======== Extract

The Canadian Party of Quebec (Parti canadien du Québec, /fr/) is a provincial political party in Quebec that has announced 30 candidates for the upcoming 2026 Quebec general election, as of its most recent Party Convention, held on June 21, 2026.

The core political philosophy of the Canadian Party of Quebec is what it calls "Canadian Exceptionalism." According to the recent speech to Parliament by its leader: the CaPQ highlighted its position that democratic rights and respect for all citizens is the only culture of a democratic government, which the party believes is best typified by Canada's historical brokering of confederation between anglophone, francophone and native peoples at Canadian Confederation in 1867, establishing the framework for the substantive equality of all Canadians.

================
======== Records supplied

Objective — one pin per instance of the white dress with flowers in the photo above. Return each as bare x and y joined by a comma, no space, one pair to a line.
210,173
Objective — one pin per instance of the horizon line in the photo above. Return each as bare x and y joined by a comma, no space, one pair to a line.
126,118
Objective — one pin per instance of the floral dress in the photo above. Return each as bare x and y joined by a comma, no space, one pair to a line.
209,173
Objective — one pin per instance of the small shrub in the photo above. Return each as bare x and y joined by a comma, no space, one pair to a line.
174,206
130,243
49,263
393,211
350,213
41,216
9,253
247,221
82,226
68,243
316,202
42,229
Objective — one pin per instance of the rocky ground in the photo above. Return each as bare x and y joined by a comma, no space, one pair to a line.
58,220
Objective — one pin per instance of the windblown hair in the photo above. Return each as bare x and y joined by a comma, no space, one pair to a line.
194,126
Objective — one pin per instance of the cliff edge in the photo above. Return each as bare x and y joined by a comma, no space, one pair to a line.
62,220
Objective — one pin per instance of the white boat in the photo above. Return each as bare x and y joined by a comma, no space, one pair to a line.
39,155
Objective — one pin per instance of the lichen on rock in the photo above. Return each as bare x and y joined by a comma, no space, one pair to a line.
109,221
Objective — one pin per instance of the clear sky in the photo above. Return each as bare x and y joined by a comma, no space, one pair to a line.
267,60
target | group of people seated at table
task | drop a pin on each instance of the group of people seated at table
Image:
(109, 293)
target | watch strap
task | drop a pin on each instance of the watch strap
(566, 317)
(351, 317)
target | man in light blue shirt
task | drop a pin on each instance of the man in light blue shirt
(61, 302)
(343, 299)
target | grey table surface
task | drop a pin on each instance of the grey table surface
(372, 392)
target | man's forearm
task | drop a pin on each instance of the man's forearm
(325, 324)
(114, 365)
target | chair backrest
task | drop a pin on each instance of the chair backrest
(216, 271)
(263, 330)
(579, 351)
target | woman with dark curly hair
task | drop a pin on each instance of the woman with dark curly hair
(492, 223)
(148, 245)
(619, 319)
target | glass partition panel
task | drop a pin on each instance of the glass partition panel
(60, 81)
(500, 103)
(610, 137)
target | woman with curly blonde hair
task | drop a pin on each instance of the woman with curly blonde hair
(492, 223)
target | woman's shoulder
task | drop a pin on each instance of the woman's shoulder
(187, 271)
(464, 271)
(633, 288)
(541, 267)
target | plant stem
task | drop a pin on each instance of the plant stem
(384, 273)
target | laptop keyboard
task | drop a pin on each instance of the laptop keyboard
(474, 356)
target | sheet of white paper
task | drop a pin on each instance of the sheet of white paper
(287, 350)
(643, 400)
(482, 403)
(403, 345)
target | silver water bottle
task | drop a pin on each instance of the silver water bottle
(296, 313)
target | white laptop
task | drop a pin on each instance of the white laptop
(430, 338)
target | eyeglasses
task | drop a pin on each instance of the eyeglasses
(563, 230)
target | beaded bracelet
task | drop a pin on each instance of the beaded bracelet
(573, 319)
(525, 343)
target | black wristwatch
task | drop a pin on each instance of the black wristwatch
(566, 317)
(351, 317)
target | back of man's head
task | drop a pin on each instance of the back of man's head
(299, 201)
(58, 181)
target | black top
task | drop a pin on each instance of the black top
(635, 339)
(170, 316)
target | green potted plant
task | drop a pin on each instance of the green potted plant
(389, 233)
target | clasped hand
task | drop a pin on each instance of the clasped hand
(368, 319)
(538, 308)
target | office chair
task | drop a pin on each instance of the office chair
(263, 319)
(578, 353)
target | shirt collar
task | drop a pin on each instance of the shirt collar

================

> _Work to complete_
A) Answer these questions about the passage on the Canadian Party of Quebec, one line each:
(i) How many candidates has the party announced for the 2026 Quebec general election?
(ii) On what date was its most recent Party Convention held?
(iii) What name does the party give to its core political philosophy?
B) List every people that the passage on the Canadian Party of Quebec says Canada brokered confederation between in 1867.

> _Per-task outputs_
A)
(i) 30
(ii) June 21, 2026
(iii) "Canadian Exceptionalism"

B)
- Anglophone peoples
- Francophone peoples
- Native peoples